Filter the records below and copy every line containing the word "white".

** Opening Information provided block **

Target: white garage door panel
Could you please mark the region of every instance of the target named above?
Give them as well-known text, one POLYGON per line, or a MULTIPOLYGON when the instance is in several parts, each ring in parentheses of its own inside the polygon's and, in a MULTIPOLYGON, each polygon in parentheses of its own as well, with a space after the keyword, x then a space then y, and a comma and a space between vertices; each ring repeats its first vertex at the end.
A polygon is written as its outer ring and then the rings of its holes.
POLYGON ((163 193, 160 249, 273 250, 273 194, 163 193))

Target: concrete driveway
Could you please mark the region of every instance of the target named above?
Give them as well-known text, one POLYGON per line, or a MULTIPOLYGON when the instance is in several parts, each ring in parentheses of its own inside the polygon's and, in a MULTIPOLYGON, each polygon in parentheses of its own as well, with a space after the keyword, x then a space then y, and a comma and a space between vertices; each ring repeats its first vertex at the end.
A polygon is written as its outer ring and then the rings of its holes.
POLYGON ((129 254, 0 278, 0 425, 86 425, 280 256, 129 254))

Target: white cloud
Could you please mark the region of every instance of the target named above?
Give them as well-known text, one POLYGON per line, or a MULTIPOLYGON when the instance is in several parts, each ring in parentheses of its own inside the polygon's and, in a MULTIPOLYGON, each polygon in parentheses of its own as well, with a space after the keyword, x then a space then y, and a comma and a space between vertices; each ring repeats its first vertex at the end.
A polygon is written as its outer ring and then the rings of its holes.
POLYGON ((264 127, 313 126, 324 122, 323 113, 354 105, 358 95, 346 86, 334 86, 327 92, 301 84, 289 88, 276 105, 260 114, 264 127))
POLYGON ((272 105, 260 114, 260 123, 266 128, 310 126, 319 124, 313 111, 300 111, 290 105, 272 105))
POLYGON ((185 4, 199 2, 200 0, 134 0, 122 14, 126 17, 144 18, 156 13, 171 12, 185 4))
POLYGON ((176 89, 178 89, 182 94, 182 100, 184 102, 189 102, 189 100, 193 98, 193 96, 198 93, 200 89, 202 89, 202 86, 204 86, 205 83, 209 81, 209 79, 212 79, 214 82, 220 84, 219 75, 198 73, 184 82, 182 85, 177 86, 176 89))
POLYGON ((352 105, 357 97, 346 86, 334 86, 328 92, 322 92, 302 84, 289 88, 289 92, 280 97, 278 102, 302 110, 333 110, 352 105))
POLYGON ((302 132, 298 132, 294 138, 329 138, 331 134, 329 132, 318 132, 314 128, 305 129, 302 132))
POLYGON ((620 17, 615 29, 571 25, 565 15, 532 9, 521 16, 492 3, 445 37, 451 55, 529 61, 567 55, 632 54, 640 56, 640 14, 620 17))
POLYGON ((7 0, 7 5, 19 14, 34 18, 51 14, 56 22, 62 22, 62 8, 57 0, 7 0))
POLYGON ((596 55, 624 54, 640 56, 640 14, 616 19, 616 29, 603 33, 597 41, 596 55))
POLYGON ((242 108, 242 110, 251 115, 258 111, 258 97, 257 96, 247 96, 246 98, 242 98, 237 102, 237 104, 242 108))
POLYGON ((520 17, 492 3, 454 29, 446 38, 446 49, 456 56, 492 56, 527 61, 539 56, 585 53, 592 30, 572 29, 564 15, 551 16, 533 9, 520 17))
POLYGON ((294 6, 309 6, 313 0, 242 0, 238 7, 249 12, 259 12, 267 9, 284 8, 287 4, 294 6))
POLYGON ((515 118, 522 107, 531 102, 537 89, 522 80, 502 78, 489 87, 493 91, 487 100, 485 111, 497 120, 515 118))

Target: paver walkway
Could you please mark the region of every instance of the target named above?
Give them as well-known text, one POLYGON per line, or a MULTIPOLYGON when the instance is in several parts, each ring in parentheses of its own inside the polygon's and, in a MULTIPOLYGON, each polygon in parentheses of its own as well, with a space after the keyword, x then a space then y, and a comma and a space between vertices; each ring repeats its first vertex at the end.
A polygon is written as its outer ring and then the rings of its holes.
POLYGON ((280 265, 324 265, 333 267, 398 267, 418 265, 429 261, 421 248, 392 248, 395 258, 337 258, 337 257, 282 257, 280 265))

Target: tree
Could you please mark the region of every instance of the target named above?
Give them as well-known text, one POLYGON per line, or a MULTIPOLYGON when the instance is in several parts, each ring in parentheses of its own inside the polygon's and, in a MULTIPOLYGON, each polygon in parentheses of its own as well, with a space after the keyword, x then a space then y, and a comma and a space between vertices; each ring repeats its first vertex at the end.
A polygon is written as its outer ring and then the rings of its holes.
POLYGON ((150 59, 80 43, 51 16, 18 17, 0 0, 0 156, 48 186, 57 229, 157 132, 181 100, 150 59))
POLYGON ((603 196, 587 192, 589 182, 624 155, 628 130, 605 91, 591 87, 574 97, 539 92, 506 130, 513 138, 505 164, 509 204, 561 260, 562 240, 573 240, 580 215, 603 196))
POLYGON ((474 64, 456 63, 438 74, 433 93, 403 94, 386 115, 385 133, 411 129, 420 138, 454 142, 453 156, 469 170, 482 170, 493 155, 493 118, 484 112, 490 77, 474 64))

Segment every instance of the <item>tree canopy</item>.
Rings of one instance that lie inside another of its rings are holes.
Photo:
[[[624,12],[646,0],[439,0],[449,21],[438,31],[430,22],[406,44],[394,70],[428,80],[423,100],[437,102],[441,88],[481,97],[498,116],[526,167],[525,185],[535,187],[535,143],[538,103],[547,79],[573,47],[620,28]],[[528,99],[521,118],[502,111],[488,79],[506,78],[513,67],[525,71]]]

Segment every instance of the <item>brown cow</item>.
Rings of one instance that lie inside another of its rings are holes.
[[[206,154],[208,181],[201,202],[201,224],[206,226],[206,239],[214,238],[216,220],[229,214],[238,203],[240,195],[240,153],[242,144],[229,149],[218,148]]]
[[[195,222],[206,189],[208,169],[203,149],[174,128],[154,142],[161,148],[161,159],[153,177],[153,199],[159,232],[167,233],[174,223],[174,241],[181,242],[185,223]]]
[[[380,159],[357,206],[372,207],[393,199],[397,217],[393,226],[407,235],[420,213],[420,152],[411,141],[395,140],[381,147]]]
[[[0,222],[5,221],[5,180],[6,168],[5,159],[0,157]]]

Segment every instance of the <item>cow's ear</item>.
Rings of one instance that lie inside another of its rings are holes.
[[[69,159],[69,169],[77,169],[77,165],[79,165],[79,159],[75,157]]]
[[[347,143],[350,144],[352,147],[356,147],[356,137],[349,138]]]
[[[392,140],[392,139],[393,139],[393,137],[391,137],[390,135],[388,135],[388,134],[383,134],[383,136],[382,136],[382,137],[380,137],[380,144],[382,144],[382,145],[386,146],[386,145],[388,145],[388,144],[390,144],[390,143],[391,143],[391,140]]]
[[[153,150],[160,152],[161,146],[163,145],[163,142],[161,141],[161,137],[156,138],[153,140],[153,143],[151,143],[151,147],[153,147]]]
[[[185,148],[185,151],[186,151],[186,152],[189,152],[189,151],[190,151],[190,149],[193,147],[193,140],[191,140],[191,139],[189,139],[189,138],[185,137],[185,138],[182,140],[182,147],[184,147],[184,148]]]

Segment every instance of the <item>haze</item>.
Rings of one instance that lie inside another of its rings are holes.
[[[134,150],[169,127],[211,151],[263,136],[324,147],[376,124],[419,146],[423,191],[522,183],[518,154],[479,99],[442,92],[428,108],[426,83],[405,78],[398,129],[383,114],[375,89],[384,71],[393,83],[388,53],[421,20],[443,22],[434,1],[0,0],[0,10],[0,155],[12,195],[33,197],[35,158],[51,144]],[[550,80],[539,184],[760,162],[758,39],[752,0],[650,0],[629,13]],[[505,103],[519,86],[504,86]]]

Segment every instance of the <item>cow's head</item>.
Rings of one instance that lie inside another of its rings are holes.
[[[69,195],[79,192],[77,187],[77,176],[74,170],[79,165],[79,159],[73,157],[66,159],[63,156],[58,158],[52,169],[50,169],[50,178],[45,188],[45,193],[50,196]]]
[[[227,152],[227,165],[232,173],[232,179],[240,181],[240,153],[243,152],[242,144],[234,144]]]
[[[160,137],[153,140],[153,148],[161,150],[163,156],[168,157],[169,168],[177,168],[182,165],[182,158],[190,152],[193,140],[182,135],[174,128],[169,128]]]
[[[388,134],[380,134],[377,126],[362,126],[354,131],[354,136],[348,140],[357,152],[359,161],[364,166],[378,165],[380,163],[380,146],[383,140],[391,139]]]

** Closing Information provided block **

- **Output below**
Target: white garage door panel
Target: white cloud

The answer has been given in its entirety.